Rewrite the entries below from the line containing "As a courtesy, could you identify the necklace" through the end of the entries, replacing "bounding box" with "bounding rectangle" and leaving everything else unchanged. Return only those lines.

---+---

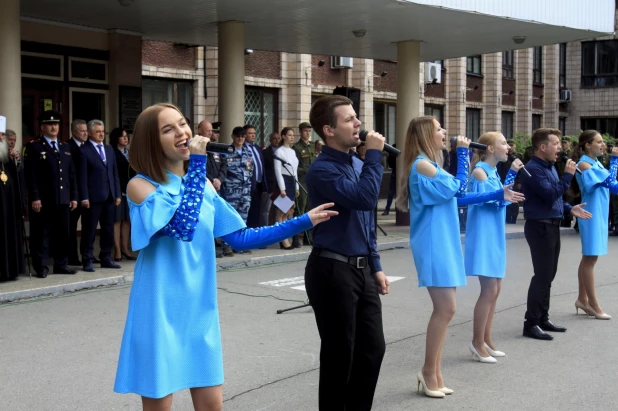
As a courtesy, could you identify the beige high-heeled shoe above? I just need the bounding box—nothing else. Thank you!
[416,371,445,398]
[586,304,612,320]
[575,300,594,315]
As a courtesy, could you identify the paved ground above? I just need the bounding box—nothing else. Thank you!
[0,236,618,411]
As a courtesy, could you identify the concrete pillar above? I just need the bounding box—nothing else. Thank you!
[0,0,22,150]
[481,52,502,134]
[218,21,245,143]
[513,49,533,135]
[396,41,421,225]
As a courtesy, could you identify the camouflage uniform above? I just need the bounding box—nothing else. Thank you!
[221,146,255,222]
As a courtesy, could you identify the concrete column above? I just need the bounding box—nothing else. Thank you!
[0,0,22,149]
[481,52,502,134]
[513,49,533,135]
[445,57,466,136]
[396,41,421,225]
[218,21,245,143]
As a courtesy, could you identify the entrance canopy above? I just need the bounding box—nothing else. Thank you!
[21,0,615,61]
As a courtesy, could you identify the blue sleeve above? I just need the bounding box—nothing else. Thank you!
[306,150,383,211]
[455,147,470,197]
[221,214,313,251]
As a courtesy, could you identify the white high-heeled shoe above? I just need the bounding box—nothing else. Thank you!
[485,343,506,357]
[470,343,498,364]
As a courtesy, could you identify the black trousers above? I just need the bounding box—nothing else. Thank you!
[80,197,116,264]
[30,204,70,273]
[69,205,82,261]
[524,220,560,328]
[305,254,385,411]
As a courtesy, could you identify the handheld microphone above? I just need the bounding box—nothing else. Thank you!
[561,156,582,174]
[358,130,401,157]
[450,136,487,150]
[187,137,234,154]
[509,154,532,177]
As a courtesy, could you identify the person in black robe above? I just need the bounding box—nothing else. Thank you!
[0,132,24,282]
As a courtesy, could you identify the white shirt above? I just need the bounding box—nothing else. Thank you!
[274,146,298,190]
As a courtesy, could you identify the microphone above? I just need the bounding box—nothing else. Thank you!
[561,156,582,174]
[450,136,487,150]
[358,130,401,157]
[509,154,532,177]
[187,137,234,154]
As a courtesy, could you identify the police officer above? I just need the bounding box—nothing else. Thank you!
[221,127,254,256]
[292,121,316,248]
[24,110,77,278]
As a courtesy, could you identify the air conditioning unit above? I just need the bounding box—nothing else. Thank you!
[425,63,442,84]
[330,56,354,68]
[560,90,571,103]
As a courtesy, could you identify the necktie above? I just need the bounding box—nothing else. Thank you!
[97,144,105,163]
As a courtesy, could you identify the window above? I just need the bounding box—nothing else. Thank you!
[142,78,193,123]
[532,114,543,131]
[466,56,481,75]
[466,108,481,141]
[245,87,276,147]
[532,47,543,84]
[502,111,514,139]
[558,43,566,88]
[373,101,397,145]
[582,40,618,87]
[502,50,514,78]
[581,118,618,137]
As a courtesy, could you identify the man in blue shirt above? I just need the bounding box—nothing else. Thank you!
[305,95,390,410]
[520,128,592,340]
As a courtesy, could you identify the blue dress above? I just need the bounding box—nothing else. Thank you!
[408,156,466,287]
[575,155,617,256]
[114,155,312,398]
[464,161,517,278]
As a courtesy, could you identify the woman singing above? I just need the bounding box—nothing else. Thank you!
[464,132,524,363]
[573,130,618,320]
[398,116,523,398]
[114,104,336,410]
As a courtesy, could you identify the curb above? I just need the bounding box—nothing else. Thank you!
[0,228,577,304]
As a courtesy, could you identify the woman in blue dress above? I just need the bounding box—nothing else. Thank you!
[464,132,524,363]
[398,116,523,398]
[114,104,336,410]
[573,130,618,320]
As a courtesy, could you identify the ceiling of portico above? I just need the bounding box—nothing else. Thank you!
[21,0,615,61]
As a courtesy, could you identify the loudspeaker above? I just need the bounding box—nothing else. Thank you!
[333,87,360,118]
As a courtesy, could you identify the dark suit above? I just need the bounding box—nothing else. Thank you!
[245,143,268,228]
[78,141,121,265]
[24,137,77,274]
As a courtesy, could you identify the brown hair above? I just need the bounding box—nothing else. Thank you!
[470,131,502,174]
[396,116,442,211]
[531,128,562,151]
[309,95,352,145]
[129,103,184,184]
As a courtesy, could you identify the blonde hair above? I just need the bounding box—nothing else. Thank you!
[470,131,502,174]
[396,116,442,211]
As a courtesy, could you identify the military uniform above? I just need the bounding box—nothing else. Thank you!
[221,146,255,222]
[24,111,78,278]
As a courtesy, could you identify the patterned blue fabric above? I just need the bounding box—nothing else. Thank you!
[163,154,207,241]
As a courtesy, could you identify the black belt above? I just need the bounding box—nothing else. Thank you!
[536,218,562,225]
[311,248,369,269]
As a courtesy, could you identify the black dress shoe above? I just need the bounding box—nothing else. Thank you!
[54,265,77,274]
[101,260,122,268]
[36,267,49,278]
[540,320,566,333]
[524,325,554,341]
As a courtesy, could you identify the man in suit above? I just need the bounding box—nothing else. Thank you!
[24,110,77,278]
[69,119,88,266]
[77,120,121,272]
[243,124,268,228]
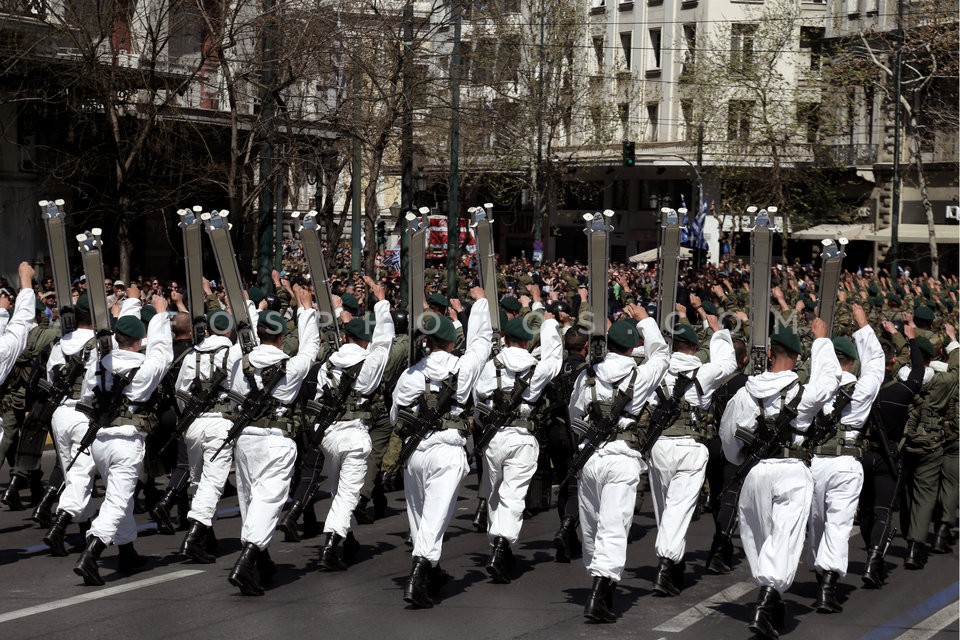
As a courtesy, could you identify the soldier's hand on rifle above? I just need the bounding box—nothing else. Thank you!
[810,318,829,338]
[851,304,869,329]
[17,262,36,289]
[150,296,168,314]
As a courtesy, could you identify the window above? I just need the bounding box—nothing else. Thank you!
[650,29,661,69]
[800,27,824,73]
[647,104,660,142]
[593,36,603,73]
[727,100,753,142]
[797,102,820,144]
[620,31,633,70]
[730,23,757,73]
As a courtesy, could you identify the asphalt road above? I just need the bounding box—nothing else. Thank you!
[0,450,960,640]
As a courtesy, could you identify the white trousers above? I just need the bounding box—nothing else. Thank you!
[403,436,470,566]
[807,456,863,577]
[649,438,709,562]
[320,427,372,537]
[50,405,96,522]
[739,459,813,594]
[88,427,145,545]
[234,427,297,551]
[183,414,233,527]
[483,427,540,545]
[577,450,643,582]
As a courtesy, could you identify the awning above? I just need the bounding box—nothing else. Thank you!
[865,224,960,244]
[630,247,693,263]
[790,223,873,241]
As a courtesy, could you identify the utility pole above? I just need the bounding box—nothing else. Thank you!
[397,0,414,308]
[890,0,903,272]
[257,0,277,286]
[447,0,461,298]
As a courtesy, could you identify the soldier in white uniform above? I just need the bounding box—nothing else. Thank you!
[570,305,670,622]
[73,296,173,585]
[390,287,493,608]
[720,318,840,639]
[228,286,320,596]
[315,276,394,571]
[647,318,737,596]
[473,313,563,583]
[807,304,886,613]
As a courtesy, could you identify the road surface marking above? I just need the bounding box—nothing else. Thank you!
[0,569,203,624]
[896,602,960,640]
[653,582,756,633]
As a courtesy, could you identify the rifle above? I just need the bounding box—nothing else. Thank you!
[216,361,287,460]
[64,367,140,475]
[640,372,696,455]
[476,370,533,451]
[397,373,457,466]
[717,385,802,541]
[560,369,637,486]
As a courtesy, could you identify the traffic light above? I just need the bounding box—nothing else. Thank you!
[623,140,637,167]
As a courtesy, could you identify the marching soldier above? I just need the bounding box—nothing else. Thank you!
[73,296,173,586]
[647,302,737,596]
[474,314,563,583]
[807,304,884,613]
[316,276,394,571]
[720,318,840,640]
[570,305,669,622]
[390,287,493,608]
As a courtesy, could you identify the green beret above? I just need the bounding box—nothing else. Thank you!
[115,316,147,339]
[343,318,373,342]
[423,313,457,342]
[427,293,450,311]
[913,304,933,322]
[257,309,287,336]
[770,325,803,355]
[500,296,520,313]
[833,336,860,360]
[673,323,700,347]
[917,336,937,358]
[140,304,157,324]
[340,293,360,315]
[503,318,533,341]
[607,320,640,349]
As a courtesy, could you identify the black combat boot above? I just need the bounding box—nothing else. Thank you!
[320,533,347,571]
[180,520,217,564]
[903,540,927,571]
[653,558,685,596]
[150,489,180,536]
[583,576,617,622]
[749,587,783,640]
[487,536,512,584]
[353,496,373,524]
[117,542,151,573]
[227,542,263,596]
[30,486,60,528]
[473,498,487,533]
[403,556,433,609]
[707,534,733,576]
[0,475,29,511]
[43,509,73,558]
[73,536,107,587]
[862,547,884,589]
[813,571,843,613]
[928,524,953,553]
[553,516,580,562]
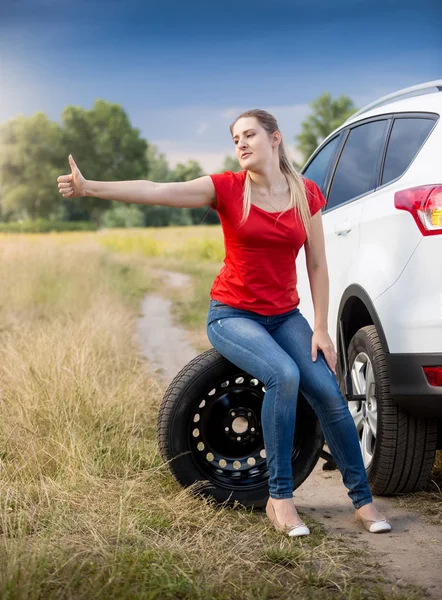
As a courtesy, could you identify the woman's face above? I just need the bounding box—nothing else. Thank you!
[232,117,276,170]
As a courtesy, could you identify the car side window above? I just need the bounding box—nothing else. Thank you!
[381,117,434,185]
[327,119,388,209]
[302,135,339,192]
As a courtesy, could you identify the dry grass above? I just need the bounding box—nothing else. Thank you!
[0,234,432,600]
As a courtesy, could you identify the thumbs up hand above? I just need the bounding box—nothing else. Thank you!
[57,154,87,198]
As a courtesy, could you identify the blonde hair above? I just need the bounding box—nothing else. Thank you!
[230,108,311,237]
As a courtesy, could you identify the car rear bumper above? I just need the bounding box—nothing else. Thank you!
[385,353,442,418]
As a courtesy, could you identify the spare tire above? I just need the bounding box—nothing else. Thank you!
[157,348,324,507]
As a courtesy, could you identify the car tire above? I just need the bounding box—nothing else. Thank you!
[157,349,324,507]
[348,325,437,495]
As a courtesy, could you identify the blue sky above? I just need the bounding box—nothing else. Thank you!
[0,0,442,172]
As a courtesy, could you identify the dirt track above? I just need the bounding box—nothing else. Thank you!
[137,272,442,600]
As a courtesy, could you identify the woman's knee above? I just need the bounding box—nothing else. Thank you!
[264,361,300,396]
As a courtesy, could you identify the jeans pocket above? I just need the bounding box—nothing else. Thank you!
[210,300,232,308]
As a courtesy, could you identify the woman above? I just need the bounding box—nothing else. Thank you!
[58,110,391,537]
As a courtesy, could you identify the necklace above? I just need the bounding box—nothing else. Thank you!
[253,182,282,212]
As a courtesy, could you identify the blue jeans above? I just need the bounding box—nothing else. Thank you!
[207,299,372,508]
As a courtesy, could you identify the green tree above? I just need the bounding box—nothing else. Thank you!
[146,144,171,182]
[0,112,63,220]
[62,100,149,222]
[295,92,356,161]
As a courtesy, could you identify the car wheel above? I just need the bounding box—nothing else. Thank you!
[157,349,324,507]
[348,325,437,495]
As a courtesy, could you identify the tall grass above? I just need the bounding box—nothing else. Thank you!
[0,234,428,600]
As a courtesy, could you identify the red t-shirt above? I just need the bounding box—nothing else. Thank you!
[210,171,326,316]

---+---

RESPONSE FOR THIS EXERCISE:
As a courtesy, could you identify the necklace above? I just need the bounding rectangle—nothing else. Thank you!
[253,182,282,212]
As a courtesy, could you identify the blue jeans above? I just need the bounding rectangle—nothing else. Thank you!
[207,299,372,508]
As a courtesy, could you identify the green tree above? I just need the bounding rectangle—nothing else. Thank you!
[146,144,171,182]
[0,112,63,220]
[62,100,149,222]
[295,92,356,161]
As a courtesy, could you identify the car wheel above? I just need the bounding rectangle—nothing else. Thank you!
[157,349,324,507]
[348,325,437,495]
As a courtesy, could you identify the tall grass above? I just need the bounding rectangle—nothing else. Thank you!
[0,234,428,600]
As a courtesy, could you identify the red t-shirt above? I just need the bounding rectangle—nothing else. Thank you!
[210,171,326,316]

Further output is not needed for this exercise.